REQUIREMENT:
Copy everything from the line containing "metal stair stringer" down to the line containing "point(237, 21)", both ends included. Offset every coordinate in the answers by adding 53, and leave the other lines unchanged.

[Pointing items]

- - - - -

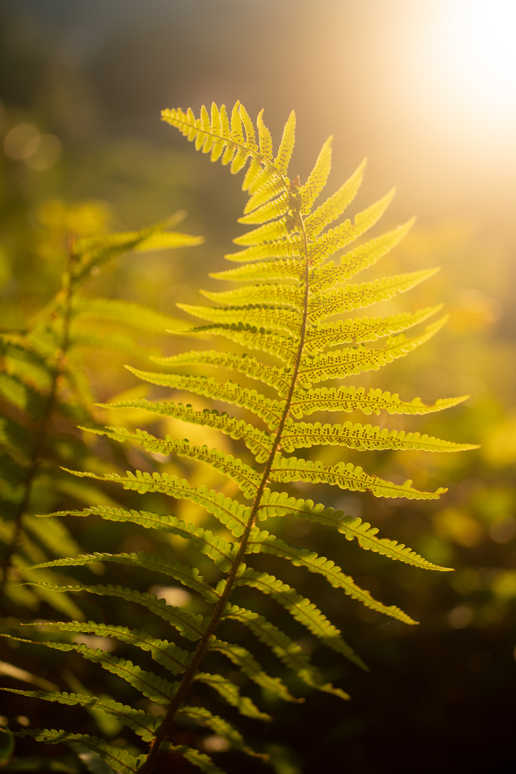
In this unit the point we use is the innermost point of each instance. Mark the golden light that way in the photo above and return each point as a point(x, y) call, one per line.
point(470, 59)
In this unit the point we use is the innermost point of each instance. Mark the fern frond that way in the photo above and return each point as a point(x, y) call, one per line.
point(219, 726)
point(188, 576)
point(283, 347)
point(267, 271)
point(196, 758)
point(231, 693)
point(275, 208)
point(138, 721)
point(118, 758)
point(157, 689)
point(338, 364)
point(300, 608)
point(336, 238)
point(260, 316)
point(362, 329)
point(251, 668)
point(245, 364)
point(309, 192)
point(287, 247)
point(257, 441)
point(229, 392)
point(360, 296)
point(289, 295)
point(372, 401)
point(218, 549)
point(301, 557)
point(244, 476)
point(345, 476)
point(330, 274)
point(352, 527)
point(288, 651)
point(188, 625)
point(333, 207)
point(299, 435)
point(162, 652)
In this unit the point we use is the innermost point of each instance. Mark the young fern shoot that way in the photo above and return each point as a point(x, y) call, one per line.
point(292, 305)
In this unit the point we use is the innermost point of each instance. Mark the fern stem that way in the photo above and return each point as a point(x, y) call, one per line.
point(150, 764)
point(42, 431)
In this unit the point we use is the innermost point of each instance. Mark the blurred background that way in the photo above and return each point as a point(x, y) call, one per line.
point(427, 91)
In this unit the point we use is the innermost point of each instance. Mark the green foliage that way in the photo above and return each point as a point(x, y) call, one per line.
point(285, 316)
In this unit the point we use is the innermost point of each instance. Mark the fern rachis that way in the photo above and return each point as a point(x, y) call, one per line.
point(286, 315)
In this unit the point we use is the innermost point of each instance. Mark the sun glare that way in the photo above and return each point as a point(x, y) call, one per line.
point(471, 58)
point(481, 42)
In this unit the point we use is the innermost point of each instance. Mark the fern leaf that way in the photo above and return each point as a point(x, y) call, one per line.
point(279, 248)
point(333, 207)
point(288, 651)
point(299, 608)
point(161, 651)
point(218, 549)
point(155, 688)
point(250, 667)
point(244, 476)
point(219, 726)
point(138, 721)
point(301, 557)
point(189, 625)
point(245, 364)
point(119, 759)
point(335, 239)
point(124, 312)
point(274, 230)
point(188, 576)
point(345, 476)
point(267, 271)
point(257, 441)
point(317, 179)
point(353, 528)
point(268, 410)
point(232, 514)
point(196, 758)
point(269, 184)
point(372, 401)
point(338, 364)
point(231, 693)
point(299, 435)
point(282, 347)
point(330, 274)
point(261, 316)
point(361, 329)
point(275, 208)
point(363, 295)
point(264, 138)
point(290, 295)
point(282, 160)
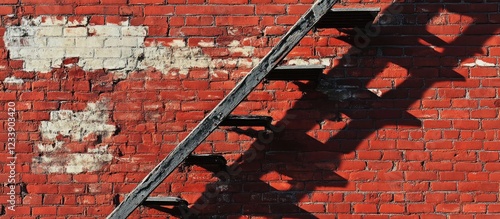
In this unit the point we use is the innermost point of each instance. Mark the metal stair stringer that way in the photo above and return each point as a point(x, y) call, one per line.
point(222, 110)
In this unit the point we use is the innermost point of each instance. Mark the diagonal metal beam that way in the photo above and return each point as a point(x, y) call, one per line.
point(222, 110)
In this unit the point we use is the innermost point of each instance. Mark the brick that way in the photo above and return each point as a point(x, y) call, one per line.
point(214, 10)
point(237, 21)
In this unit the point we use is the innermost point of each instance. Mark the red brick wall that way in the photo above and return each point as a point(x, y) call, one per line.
point(424, 142)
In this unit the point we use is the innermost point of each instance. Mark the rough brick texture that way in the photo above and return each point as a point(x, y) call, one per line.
point(106, 89)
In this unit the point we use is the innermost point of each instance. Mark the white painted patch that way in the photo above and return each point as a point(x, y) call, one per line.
point(13, 80)
point(43, 43)
point(480, 63)
point(76, 126)
point(377, 92)
point(484, 64)
point(206, 44)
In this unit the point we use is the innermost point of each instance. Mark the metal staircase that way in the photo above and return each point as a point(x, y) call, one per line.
point(320, 14)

- - - - -

WRITTEN RESPONSE:
In this unit the point we use is the innermost point of each instance. Mark the metal stair stringer that way in the photo above and return each point as a point(x, y) call, one per line.
point(275, 163)
In this unit the point we use is the innermost point of each instance. Mark the diagonal metal beam that way in the photo above and return each point as a point(x, y) call, one per line.
point(275, 163)
In this unit the point we use is the innermost point of each instance. Mark the brick that way in the photo above and return each point as a point(x, y) call, one per line.
point(267, 63)
point(290, 74)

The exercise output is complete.